- Ações a tomar
• a. Reescreva o trecho do texto sobre a família Ricciardi que vai desde "O diretor do balcão pediu informações" até "de 500 euros.", trocando "diretor do balcão" por "gerente da agência".
• b. No texto sobre a família Ricciardi, em quantos sacos recebeu Filomena Ricciardi o valor do cheque?
• c. Dê seguimento ao texto sobre a família Ricciardi, começando logo a seguir à última frase apresentada.

- Texto a ler
Também o comandante Ricciardi, pai de Filomena e de José Maria, tentou retirar algum do seu património fora do alcance do Banco de Portugal e do Ministério Público. A 11 de julho de 2014, António Ricciardi ordenou a transferência de 500 mil euros de uma conta domiciliada no BES para uma no Barclays, da qual era titular juntamente com os filhos José Maria e António Ricciardi. Entre os dias 31 de julho e 1 de agosto, a conta foi ainda provisionada com fundos provenientes da venda e resgate de aplicações financeiras, pertencente ao líder do clã, no valor de 514 mil euros.
Com a conta a exibir um saldo de um pouco mais de um milhão de euros, no dia seguinte à resolução do BES, "António Ricciardi solicitou o levantamento em numerário", lê-se no despacho do Ministério Público, de um milhão de euros, mas apenas lhe foram disponibilizados 20 mil. No mesmo dia, 4 de agosto, António Ricciardi ordenou a transferência de 689 mil euros para uma conta no Deutsche Bank, enquanto que 311 mil euros foram mobilizado para a amortização de um financiamento no próprio Barclays.
A 5 de agosto de 2014, o DCIAP emitiu um despacho, ordenando a suspensão de todos os movimentos nas contas do Barclays, documento que ainda foi a tempo de congelar 477 mil euros fruto do resgate de aplicações financeiras. No total, o Ministério Público conseguiu congelar 1,2 milhões de dólares numa e 477 mil euros numa segunda conta ligada ao clã Ricciardi.
Além do Barclays, o Ministério Público também detetou movimentação de capitais da família Ricciardi no Deutsche Bank, que entretanto vendeu a sua operação de retalho aos espanhóis do Abanca. "No âmbito de obstar a que os seus ativos fossem objeto de medida que os privasse da sua disponibilidade", refere o Ministéri Público, o comandante Ricciardi, os filhos e a mulher de José Maria, Teresa Ricciardi, "decidiram abri contas no Deutsche Bank para as quais seriam transferidos valores mantidos" noutras instiuições.
A primeira conta foi creditada com 1,2 milhões através de duas transferências: 352 mil euros, a 22 de julho; 852 mil euros a 25 de julho de 2014. Depois de ter pedido cheques sobre essa conta, Filomena Ricciardi apresentou, a 4 de agosto, no balcão do Deucthe Bank de Cascais uma requisição de um cheque bancário no valor de 1,2 milhões de euros. No mesmo dia, o diretor do balcão pediu a uma empresa de transporte de valores a "movimentação urgente" de 1,2 milhões em numerário para o balcão de Cascais.
O diretor do balcão pediu informações internas sobre se existia alguma penhora, arresto ou bloqueio em relação a Filomena Ricciardi, sem nunca mencionar que a conta era titulada, por exemplo, pelo comandante Ricciardi, "pessoa especialmente relacionada" com o universo BES. A quantia acabaria por ser entregue no balcão de Cascais a 5 de agosto. E Filomena Ricciardi recebeu o valor do cheque em 24 sacos com 2400 notas de 500 euros.

- Entradas de dados
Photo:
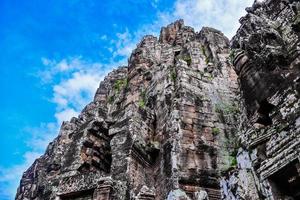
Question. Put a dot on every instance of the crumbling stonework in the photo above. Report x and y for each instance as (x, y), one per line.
(188, 119)
(265, 54)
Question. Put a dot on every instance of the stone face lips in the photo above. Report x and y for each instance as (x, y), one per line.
(188, 119)
(161, 127)
(266, 58)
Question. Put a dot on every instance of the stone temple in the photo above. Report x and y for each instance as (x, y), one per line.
(193, 116)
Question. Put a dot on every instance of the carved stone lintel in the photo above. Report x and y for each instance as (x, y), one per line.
(103, 192)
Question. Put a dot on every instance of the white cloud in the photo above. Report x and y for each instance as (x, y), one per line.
(103, 37)
(221, 14)
(10, 177)
(75, 80)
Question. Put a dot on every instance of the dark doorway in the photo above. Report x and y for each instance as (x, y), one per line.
(286, 182)
(82, 195)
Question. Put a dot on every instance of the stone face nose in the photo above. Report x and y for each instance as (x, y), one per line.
(179, 123)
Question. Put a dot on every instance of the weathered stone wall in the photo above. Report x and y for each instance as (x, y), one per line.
(173, 124)
(161, 127)
(266, 58)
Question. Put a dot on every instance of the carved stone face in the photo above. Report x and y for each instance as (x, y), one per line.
(265, 56)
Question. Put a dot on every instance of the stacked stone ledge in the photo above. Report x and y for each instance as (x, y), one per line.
(173, 125)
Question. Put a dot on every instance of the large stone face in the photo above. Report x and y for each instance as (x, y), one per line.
(161, 127)
(266, 58)
(187, 119)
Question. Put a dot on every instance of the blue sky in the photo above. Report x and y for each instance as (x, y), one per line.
(55, 53)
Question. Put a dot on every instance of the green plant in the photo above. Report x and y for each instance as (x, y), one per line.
(119, 84)
(232, 55)
(173, 75)
(206, 60)
(187, 59)
(142, 101)
(210, 77)
(205, 55)
(111, 99)
(226, 108)
(215, 131)
(233, 161)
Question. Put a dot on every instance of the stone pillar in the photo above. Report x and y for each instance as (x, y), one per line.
(103, 191)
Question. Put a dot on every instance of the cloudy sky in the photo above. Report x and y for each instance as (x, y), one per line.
(54, 53)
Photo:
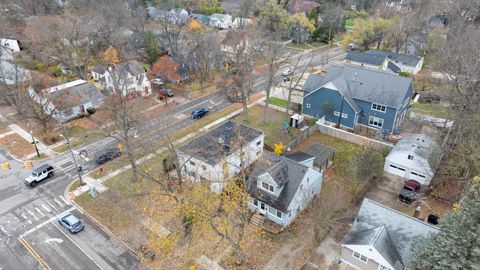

- Lista de respostas
• a.
O gerente da agência pediu informações internas sobre se existia alguma penhora, arresto ou bloqueio em relação a Filomena Ricciardi, sem nunca mencionar que a conta era titulada, por exemplo, pelo comandante Ricciardi, "pessoa especialmente relacionada" com o universo BES. A quantia acabaria por ser entregue no balcão de Cascais a 5 de agosto. E Filomena Ricciardi recebeu o valor do cheque em 24 sacos com 2400 notas de 500 euros.

• b. Em 24 sacos.

• c.
Naquele mesmo dia, o banco recebeu um fax do DCIAP a ordenar a suspensão dos movimentos de contas bancários do comandante Ricciardi e do seu filho, José Maria. O documento, porém, já não chegou a tempo de impedir o levantamento dos sacos. O DCIAP ainda insistiu, tentando apurar a hora do levantamento. Para isso, pediu, a 11 de novembro de 2014, as imagens de videovigilância da agência de Cascais relativas ao dia 5 de agosto de 2014.
O banco começou por responder que as imagens tinham sido já destruídas. Depois, remeteu o Ministério Público para a empresa ISS Facility, alegadamente responsável pela videovigilância da agência de Cascais. Questionada, esta empresa referiu que a prestação de serviços de segurança tinha sido subcontratada à Securitas, mas só em 2015. No ano anterior, sublinhou a ISS Facility, era o próprio Deutsche Bank que realizava a recolha e tratamento da videovigilância.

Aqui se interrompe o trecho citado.